## Task brief
Below is a block of records; repeat each one exactly.

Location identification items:
########################################
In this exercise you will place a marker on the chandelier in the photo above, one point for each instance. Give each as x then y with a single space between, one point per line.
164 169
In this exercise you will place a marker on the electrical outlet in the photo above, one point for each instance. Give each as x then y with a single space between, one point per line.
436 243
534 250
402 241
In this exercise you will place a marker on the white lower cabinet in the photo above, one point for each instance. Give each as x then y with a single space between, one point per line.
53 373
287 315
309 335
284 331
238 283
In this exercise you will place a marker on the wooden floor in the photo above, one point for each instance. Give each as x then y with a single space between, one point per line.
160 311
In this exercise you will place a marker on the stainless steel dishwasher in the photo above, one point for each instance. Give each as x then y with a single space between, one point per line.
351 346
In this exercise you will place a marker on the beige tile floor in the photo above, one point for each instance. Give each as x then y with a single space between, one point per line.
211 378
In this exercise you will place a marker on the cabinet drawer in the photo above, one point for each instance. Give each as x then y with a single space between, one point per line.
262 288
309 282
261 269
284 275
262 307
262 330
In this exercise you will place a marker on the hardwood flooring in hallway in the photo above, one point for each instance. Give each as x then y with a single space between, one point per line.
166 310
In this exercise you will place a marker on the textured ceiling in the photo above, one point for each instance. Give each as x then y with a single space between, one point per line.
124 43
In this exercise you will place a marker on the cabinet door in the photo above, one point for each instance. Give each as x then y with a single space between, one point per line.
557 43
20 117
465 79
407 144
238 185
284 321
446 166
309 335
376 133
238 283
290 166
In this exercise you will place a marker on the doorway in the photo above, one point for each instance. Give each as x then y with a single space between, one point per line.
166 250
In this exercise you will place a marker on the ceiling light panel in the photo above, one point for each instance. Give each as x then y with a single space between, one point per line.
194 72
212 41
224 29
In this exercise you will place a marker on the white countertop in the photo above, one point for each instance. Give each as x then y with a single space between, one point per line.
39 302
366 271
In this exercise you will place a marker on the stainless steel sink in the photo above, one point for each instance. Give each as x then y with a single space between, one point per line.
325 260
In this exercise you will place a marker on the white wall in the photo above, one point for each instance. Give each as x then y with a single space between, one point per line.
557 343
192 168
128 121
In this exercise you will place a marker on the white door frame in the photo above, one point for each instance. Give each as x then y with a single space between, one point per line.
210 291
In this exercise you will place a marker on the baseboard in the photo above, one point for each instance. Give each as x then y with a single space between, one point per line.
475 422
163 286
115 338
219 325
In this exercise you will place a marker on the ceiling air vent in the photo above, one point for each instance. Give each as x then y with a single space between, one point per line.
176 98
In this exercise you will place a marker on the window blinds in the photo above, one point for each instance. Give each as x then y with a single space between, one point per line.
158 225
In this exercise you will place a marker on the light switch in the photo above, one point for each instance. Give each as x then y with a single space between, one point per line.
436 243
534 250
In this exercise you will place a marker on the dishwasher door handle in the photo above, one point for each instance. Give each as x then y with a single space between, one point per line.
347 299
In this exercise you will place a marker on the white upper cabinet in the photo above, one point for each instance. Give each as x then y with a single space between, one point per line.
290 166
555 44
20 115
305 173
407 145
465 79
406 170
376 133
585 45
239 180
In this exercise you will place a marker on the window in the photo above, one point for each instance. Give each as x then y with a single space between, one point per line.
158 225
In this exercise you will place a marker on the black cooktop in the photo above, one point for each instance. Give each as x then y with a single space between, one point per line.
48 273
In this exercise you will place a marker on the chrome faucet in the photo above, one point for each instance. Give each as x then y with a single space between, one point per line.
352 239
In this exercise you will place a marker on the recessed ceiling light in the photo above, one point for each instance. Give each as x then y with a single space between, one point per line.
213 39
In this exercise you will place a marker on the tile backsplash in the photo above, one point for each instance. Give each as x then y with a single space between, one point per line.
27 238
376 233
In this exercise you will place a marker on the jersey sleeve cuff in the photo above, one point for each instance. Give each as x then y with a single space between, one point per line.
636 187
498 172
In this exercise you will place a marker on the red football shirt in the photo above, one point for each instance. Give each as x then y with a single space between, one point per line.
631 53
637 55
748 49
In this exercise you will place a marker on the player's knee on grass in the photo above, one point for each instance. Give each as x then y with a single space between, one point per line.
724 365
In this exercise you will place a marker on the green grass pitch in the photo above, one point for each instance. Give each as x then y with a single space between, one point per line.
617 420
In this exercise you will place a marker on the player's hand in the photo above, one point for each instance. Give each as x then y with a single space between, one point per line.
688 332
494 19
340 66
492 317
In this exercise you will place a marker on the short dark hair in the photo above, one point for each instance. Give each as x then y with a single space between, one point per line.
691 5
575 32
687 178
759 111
########################################
## Solved exercise
In this exercise you will place a marker on the chandelier in the photo above, one point for each instance. Give each as x then y with a single space between, one point per line.
164 169
In this exercise you will place a marker on the electrical outlet in the photo above, one point for each instance. Give each as x then y with a single space between, one point per line.
436 243
534 250
402 241
In this exercise you will place a marker on the white lower cabinet in the photo above, one point for each instance. Give each as x then y with a single space between, one point per line.
53 373
287 315
309 335
284 331
238 283
In this exercise you will place a marker on the wooden floor in the photo above, one point for each instance. Give each as x then y with a single space between, one point per line.
160 311
In this exercise you will place a marker on the stainless steel dishwasher in the photo above, one point for each instance. Give each as x then y with a single space between, one point per line.
351 346
In this exercise you will place a marker on the beige tile floor in the photo above, one point for each instance. Give each as x then y with a single space between, one point per line.
211 378
In this exercise you will place a marker on the cabinet drawer in the photo above, one point for each instance. Give each as x then y with a single space between, one point per line.
262 288
309 282
261 269
284 275
262 307
262 330
In this exercise you will place a marker on the hardwood flooring in hallway in the photo above, one point for each instance. Give each as x then y with a single space between, one point per line.
166 310
In this exercise you will place a marker on the textured ceiling in the photo above, one point for each instance. Give each as x then y with a single space between, one point per line.
124 43
In this exercise you will place a marker on the cabinet door in the photo above, one point for each instance. Give each as x then y with a single space between, one point per line.
557 43
20 117
465 79
407 144
238 185
284 321
446 166
309 335
376 133
238 283
290 166
In this exercise you will place a marker on the doorway in the photo above, one point for each instance. Give each as x then y with a single space between, one point per line.
166 250
In this exercise you will place a marker on the ceiling light panel in the photo above, one point for each instance. Give each as x then y with a single space between, one point per line.
194 72
212 41
224 29
In this exercise you will place a marker on the white countertop in the photo above, one point for each instance. Give each as x then y with a single space between, one point per line.
39 302
366 271
In this exercise you will place a marker on the stainless steel sink in the photo above, one point for each instance. Give each as x then y with a single space between, one point per line.
325 260
In this exercise you will place a marker on the white wall in the photo above, one point for each instance. Give each as x then y with a single space between, one point per line.
557 343
192 168
128 121
In this exercise you will place a marker on the white door frame in the photo above, one point for each instance. Give each as x then y with a single space between, one point per line.
210 291
In this exercise you will place a marker on the baseboard in the photo above, one point for each instance. Give each as x then y with a single space between, one point per line.
475 422
163 286
115 338
219 325
In this exercise you will place a marker on the ceiling air vent in the photo above, one point for each instance. Give each as x then y with a single space between, one point per line.
176 98
In this exercise you will place a marker on the window blinds in the photo above, one point for each instance. Give each as x then y with a single space between, one point per line.
158 225
In this exercise you will place a marker on the light switch in the photo above, one point for each instance. Give each as x then y with a single space between, one point per line.
436 243
534 250
In this exercise you will place a marker on the dishwasher door handle in the photo above, one point for each instance. Give each as x then y with a single space between, one point per line.
347 299
In this exercise you will place a marker on the white upper cabinet in the photo above, one point for each instance. Give each as x then y with a single space between, one point per line.
290 166
555 44
20 115
305 173
407 145
465 79
406 170
376 133
585 45
239 180
In this exercise you will place a marker on the window in the photo above, one point for each instance. Give each as x then y with a single space between, one point per line.
158 225
In this exercise you will place a marker on the black cooktop in the photo above, one point for each instance. Give each as x then y with a single space between, one point per line.
48 273
In this exercise you will place a marker on the chrome faucet in the photo above, one point for each instance. Give each as x then y with a single space between, one point per line.
352 239
In this exercise you will place a marker on the recessed ceiling light in the photo above, one point for each instance. Give each as x then y with a single space between, one point per line.
213 39
In this exercise you will place a marker on the tile backsplash in the photo above, one point for each instance. Give each as x then y with a single space between, one point per line.
27 238
376 233
In this exercise you will place a marker on the jersey sleeve cuff in the photo above, one point for each instance. Give each as x then y with a single space between, one point per line.
636 187
498 172
In this exercise you will place a marker on the red football shirt in the photo above, one point for each instance. Give each as x then y with a single space between, one point per line.
631 53
637 55
748 49
In this exercise you will place a marker on the player's knee on grass in the photo above, one point for each instance. Give each as x then y with a single space between, one point per line.
724 365
In this exercise you will place a marker on the green grass pitch in the photo above, one point for each instance. Give each as x then y with a single space between, one point per line.
617 420
In this exercise you will place a marker on the player's hand in the photo above, one point for each instance. Give each as x then y with a single space between, one point per line.
688 332
494 19
340 66
492 317
In this exercise you will place a marker on the short dark hair in the photo above, one point for each instance. Give each as x then y with a single space between, one point per line.
691 5
575 32
687 178
759 111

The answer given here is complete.